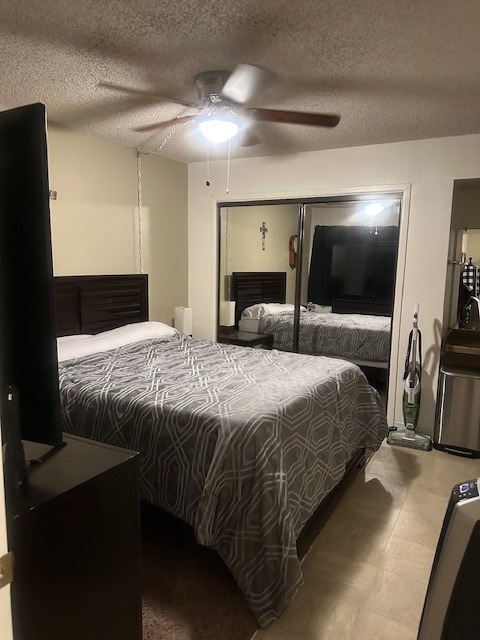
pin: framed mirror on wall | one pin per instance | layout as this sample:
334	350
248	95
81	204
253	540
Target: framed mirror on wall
312	277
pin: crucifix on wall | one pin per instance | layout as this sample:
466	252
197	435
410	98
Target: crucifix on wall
263	231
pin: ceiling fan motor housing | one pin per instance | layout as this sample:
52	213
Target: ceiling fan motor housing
210	84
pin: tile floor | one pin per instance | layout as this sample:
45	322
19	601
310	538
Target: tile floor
366	575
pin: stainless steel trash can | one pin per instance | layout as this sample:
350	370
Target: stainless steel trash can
457	418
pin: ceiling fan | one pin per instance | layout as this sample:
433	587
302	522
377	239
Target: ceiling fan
221	113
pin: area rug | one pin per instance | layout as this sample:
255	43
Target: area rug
188	593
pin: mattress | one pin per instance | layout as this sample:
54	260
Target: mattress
249	324
356	337
242	444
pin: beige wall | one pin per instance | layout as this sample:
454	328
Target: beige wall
423	170
95	227
466	209
244	246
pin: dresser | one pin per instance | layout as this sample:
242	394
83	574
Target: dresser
75	535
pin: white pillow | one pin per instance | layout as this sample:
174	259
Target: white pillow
78	336
113	339
263	309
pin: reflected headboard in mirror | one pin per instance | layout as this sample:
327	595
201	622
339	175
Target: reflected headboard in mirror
90	304
254	287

SHORT TASK: Give every one of the lines above as a numbered list, skipping any blank lines and leaving the picture out.

RESULT:
1. pin: framed mirror on wall | one pin per instance | layout as this sample:
2. 334	350
3. 248	95
4. 81	204
5. 253	540
6. Target: framed mirror on wall
7. 312	277
8. pin: crucifix on wall | one pin per instance | layout as this sample:
9. 466	252
10. 197	435
11. 410	98
12. Target: crucifix on wall
13. 263	231
14. pin: ceiling fan motor housing | one pin per instance | layout as this sample:
15. 52	213
16. Target: ceiling fan motor housing
17. 210	84
18. pin: tile floor | one pin per instance | layout as this sample:
19. 45	322
20. 19	601
21. 310	538
22. Target: tile floor
23. 366	575
24. pin: stainless steel trash can | one pin per instance | layout as this sample:
25. 350	370
26. Target: stainless steel trash can
27. 457	418
28. pin: ceiling fan | one pin per instance | layout as this sample:
29. 433	587
30. 302	522
31. 377	239
32. Target: ceiling fan
33. 221	113
34. pin: area rug | one pin per instance | layout as this sample:
35. 255	43
36. Target: area rug
37. 188	593
38. pin: mattress | one pin per instance | layout as this sample:
39. 54	260
40. Target: mattress
41. 249	324
42. 356	337
43. 242	444
44. pin: beige wall | one pin per instance | layout as this sample:
45. 454	328
46. Target: beige wall
47. 423	170
48. 95	227
49. 466	209
50. 244	246
51. pin: dresser | one pin per instance | layout as this sample:
52. 242	394
53. 83	574
54. Target: dresser
55. 75	535
56. pin: white pillow | one pin per instance | layout as this sample:
57. 174	259
58. Target: white pillow
59. 78	336
60. 113	339
61. 263	309
62. pin: reflected headboard in mirror | one pin per instance | layout as this sample:
63. 327	595
64. 201	622
65. 339	175
66. Target: reflected headboard in mirror
67. 90	304
68. 254	287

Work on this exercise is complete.